• _What the task asks_
Can you write out all the lines word for word, with no pictures?
══ Records shown ══
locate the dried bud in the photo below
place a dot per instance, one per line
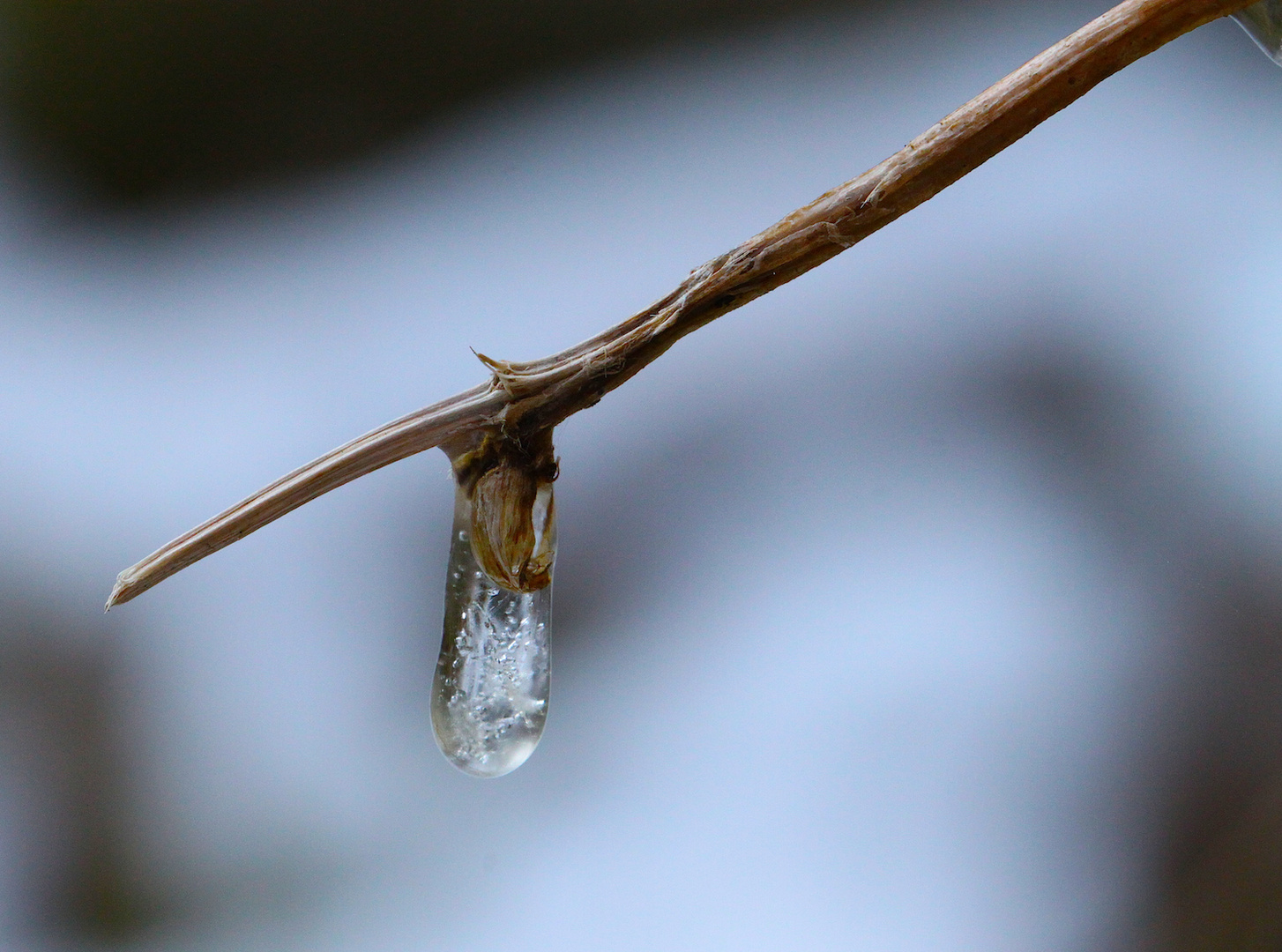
(513, 511)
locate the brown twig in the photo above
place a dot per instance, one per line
(533, 396)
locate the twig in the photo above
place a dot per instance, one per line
(533, 396)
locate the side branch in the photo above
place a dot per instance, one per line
(533, 396)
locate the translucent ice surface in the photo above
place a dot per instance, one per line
(490, 695)
(1263, 20)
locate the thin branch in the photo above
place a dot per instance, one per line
(533, 396)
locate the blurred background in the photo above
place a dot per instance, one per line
(929, 602)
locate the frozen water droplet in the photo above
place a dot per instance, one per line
(1263, 22)
(490, 695)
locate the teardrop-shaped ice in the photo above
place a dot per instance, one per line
(1263, 22)
(490, 695)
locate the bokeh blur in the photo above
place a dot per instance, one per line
(929, 602)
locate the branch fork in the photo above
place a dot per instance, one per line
(523, 401)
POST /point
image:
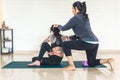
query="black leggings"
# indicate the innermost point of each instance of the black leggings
(50, 60)
(91, 50)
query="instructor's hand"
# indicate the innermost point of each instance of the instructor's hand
(55, 25)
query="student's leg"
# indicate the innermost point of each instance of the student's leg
(45, 47)
(91, 55)
(51, 60)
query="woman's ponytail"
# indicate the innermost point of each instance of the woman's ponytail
(82, 7)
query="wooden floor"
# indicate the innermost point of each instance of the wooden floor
(58, 74)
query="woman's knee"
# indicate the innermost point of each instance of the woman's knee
(45, 44)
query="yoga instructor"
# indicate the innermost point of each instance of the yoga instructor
(84, 38)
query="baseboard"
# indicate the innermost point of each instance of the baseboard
(99, 51)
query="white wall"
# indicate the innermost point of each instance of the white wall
(31, 20)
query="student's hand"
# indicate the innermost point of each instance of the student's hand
(67, 38)
(55, 25)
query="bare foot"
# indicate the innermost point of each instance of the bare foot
(36, 63)
(69, 68)
(111, 63)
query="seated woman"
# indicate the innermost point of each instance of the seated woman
(53, 46)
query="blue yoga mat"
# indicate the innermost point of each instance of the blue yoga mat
(23, 64)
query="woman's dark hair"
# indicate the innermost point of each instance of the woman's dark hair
(82, 7)
(55, 30)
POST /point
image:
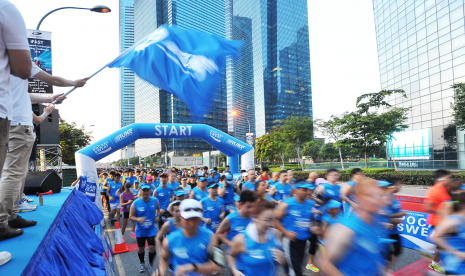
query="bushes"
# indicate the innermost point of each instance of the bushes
(424, 178)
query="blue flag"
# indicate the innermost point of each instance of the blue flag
(187, 64)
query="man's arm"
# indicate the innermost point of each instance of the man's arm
(59, 81)
(224, 227)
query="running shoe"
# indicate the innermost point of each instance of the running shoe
(25, 198)
(436, 267)
(313, 268)
(26, 207)
(4, 257)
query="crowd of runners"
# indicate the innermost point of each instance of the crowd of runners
(262, 221)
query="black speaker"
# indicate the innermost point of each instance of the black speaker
(42, 182)
(48, 132)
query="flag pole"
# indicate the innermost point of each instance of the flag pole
(74, 88)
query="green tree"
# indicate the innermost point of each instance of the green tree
(458, 106)
(329, 151)
(366, 130)
(72, 139)
(297, 131)
(332, 130)
(312, 149)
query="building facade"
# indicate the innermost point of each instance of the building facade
(156, 106)
(421, 49)
(271, 80)
(126, 99)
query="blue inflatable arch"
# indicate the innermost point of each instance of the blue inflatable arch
(230, 146)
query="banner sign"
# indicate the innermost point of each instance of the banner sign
(414, 231)
(40, 45)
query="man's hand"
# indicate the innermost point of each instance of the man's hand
(58, 97)
(81, 82)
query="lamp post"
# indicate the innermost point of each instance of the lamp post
(98, 8)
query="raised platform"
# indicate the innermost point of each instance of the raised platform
(63, 241)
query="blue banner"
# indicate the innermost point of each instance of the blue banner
(225, 143)
(414, 231)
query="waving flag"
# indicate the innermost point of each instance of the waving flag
(187, 64)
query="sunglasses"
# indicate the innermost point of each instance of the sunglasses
(193, 209)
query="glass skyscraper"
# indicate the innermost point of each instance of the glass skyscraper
(421, 48)
(271, 80)
(126, 36)
(156, 106)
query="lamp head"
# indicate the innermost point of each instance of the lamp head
(100, 9)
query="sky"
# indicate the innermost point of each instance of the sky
(343, 57)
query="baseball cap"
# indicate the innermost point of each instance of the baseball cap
(145, 186)
(179, 193)
(383, 183)
(331, 204)
(191, 208)
(212, 184)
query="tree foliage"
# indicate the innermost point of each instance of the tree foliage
(72, 139)
(458, 106)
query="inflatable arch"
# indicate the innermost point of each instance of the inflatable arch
(86, 157)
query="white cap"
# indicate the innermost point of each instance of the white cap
(191, 208)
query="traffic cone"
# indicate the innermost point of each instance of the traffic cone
(120, 246)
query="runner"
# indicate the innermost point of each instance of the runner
(213, 210)
(348, 191)
(226, 192)
(164, 194)
(187, 188)
(191, 248)
(352, 243)
(236, 222)
(329, 190)
(251, 180)
(200, 191)
(434, 198)
(450, 238)
(126, 198)
(143, 213)
(256, 251)
(293, 218)
(283, 189)
(113, 192)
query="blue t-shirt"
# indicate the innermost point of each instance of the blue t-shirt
(148, 210)
(212, 210)
(249, 186)
(164, 196)
(283, 192)
(113, 189)
(189, 250)
(299, 217)
(198, 194)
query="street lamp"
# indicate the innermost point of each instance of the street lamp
(98, 8)
(235, 113)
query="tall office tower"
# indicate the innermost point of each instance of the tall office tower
(126, 35)
(271, 81)
(156, 106)
(421, 49)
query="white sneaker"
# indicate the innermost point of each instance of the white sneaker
(25, 198)
(26, 207)
(4, 257)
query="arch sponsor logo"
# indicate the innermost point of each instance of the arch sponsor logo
(123, 135)
(216, 136)
(102, 148)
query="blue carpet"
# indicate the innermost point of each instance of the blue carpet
(23, 247)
═══
• _Written answer_
locate the dried bud in the photo below
place a dot per instance, one per line
(513, 511)
locate the brown twig in the photo above
place a dot per instance, one per line
(533, 396)
locate the twig in the photo above
place a dot per instance, one per line
(533, 396)
locate the side branch in the photo above
place a dot per instance, one per line
(533, 396)
locate the translucent ice surface in the photo above
place a dot per instance, one per line
(490, 695)
(1263, 20)
locate the thin branch in the photo above
place a dot per instance, one per line
(533, 396)
locate the blurred background in the photo above
place a dot per instance, one per line
(929, 602)
locate the frozen water droplet in the photo above
place a dot per instance, one per line
(1263, 22)
(490, 695)
locate the teardrop-shaped ice in the photo above
place a dot per instance, one per line
(1263, 22)
(490, 695)
locate the bokeh blur in the photo above
place a dot per instance, one per line
(929, 602)
locate the branch fork in the photo above
place a dot per instance, one per line
(523, 401)
POST /point
image:
query="black leggings"
# indicate the innermost point of each instance of the black leggings
(50, 60)
(91, 50)
query="instructor's hand"
# indicate the innermost point of each instance of the instructor's hand
(55, 25)
query="student's leg"
# indicate the innermost point of each instance of the student's leg
(45, 47)
(91, 55)
(51, 60)
query="woman's ponytail"
# indicate the innermost point of each instance of the woman's ponytail
(82, 7)
query="wooden floor"
# indicate the innermost point of each instance of the wooden floor
(58, 74)
query="woman's knee"
# indicate the innermost point of each instance of the woman's knee
(45, 44)
query="yoga instructor"
# indicate the innermost point of each instance of the yoga instructor
(84, 38)
query="baseboard"
# indicate the innermost point of each instance of the baseboard
(99, 51)
query="white wall"
# indicate the innermost point of each instance of the white wall
(31, 20)
query="student's hand"
# indicate the innermost point of each instance of the student's hand
(67, 38)
(55, 25)
query="bare foot"
# indicate the innermost point of each instance of the bare foot
(36, 63)
(69, 68)
(111, 63)
query="seated woman"
# indicate the innermost point of each instance of the seated woman
(53, 46)
query="blue yoga mat"
# indicate the innermost point of each instance of the blue yoga mat
(23, 64)
query="woman's dark hair"
# indicate the innermost point of each instance of the woman's dark hair
(82, 7)
(55, 30)
POST /point
image:
query="bushes"
# indicate the innermost point of each instance of the bushes
(424, 178)
query="blue flag"
# indicate the innermost point of each instance of the blue flag
(187, 64)
query="man's arm"
# indicate the innermost point of each instance of the man's arm
(59, 81)
(224, 227)
query="running shoe"
# indicate the innermost point of each instance of the running shoe
(25, 198)
(436, 267)
(313, 268)
(26, 207)
(4, 257)
query="crowd of runners"
# indicate the innermost point of each instance of the crowd of runners
(262, 221)
query="black speaker"
# indicate the innermost point of each instance of the black speaker
(42, 182)
(48, 132)
query="flag pole"
# indicate the innermost point of each instance of the flag pole
(74, 88)
query="green tree"
# indicate the innermost point of each instance of the green tree
(458, 106)
(329, 151)
(366, 130)
(72, 139)
(297, 131)
(332, 130)
(312, 149)
query="building facade"
# indicate the innermost point of each instance of the building facade
(156, 106)
(421, 49)
(271, 80)
(126, 99)
query="blue inflatable arch"
# indicate the innermost point of each instance of the blue inflatable arch
(230, 146)
query="banner sign"
# indicate the innermost point of each instance of the banner sign
(414, 231)
(40, 45)
query="man's hand"
# indicate the innermost point of each instance of the man's hand
(58, 97)
(81, 82)
query="lamp post"
# indicate the innermost point of each instance of the lamp post
(98, 8)
query="raised platform"
# indicate the innermost point of each instance of the raised platform
(63, 241)
query="blue banner"
# indicate the innermost point of each instance of the blue banner
(225, 143)
(414, 231)
query="waving flag"
# indicate the innermost point of each instance of the waving flag
(187, 64)
query="sunglasses"
# indicate the innermost point of each instance of the sunglasses
(193, 209)
query="glass skyscraper"
# indicate the innermost point of each instance of the glass skyscraper
(421, 48)
(271, 80)
(126, 36)
(156, 106)
query="lamp head"
# indicate the innermost point of each instance of the lamp head
(100, 9)
query="sky"
# indicate the innermost point of each instance of the sky
(343, 57)
query="baseball cap"
# indicate the innermost point of each instance of the baseball cap
(145, 186)
(179, 193)
(383, 183)
(331, 204)
(191, 208)
(212, 184)
query="tree foliage"
# indicate the innermost point of each instance of the tree foliage
(72, 139)
(458, 106)
query="inflatable arch"
# indicate the innermost point of each instance of the inflatable arch
(86, 157)
query="white cap"
# indicate the innermost point of each instance of the white cap
(191, 208)
query="traffic cone"
# indicate the innermost point of each instance of the traffic cone
(120, 246)
query="runner"
# indicate the innermost point of each instance of the runner
(213, 210)
(348, 191)
(226, 192)
(164, 194)
(187, 188)
(191, 248)
(352, 243)
(236, 222)
(329, 190)
(251, 180)
(200, 191)
(434, 198)
(450, 238)
(126, 198)
(143, 213)
(256, 251)
(293, 218)
(283, 189)
(113, 192)
query="blue t-shirt"
# indicate the innermost point of each instance of the blue t-shirt
(148, 210)
(212, 210)
(249, 186)
(164, 196)
(283, 192)
(113, 189)
(189, 250)
(299, 217)
(198, 194)
query="street lamp"
# indicate the innermost point of each instance of the street lamp
(98, 8)
(235, 113)
query="tall office tower"
# indicate the innermost point of each instance of the tall office tower
(126, 35)
(271, 81)
(156, 106)
(421, 49)
query="white sneaker"
# indicate the innermost point of each instance of the white sneaker
(25, 198)
(26, 207)
(4, 257)
query="arch sponsor logo"
# indicate the innermost point of each instance of the arch sponsor logo
(123, 135)
(216, 136)
(102, 148)
query="blue carpet"
# indicate the innermost point of each instance of the blue carpet
(23, 247)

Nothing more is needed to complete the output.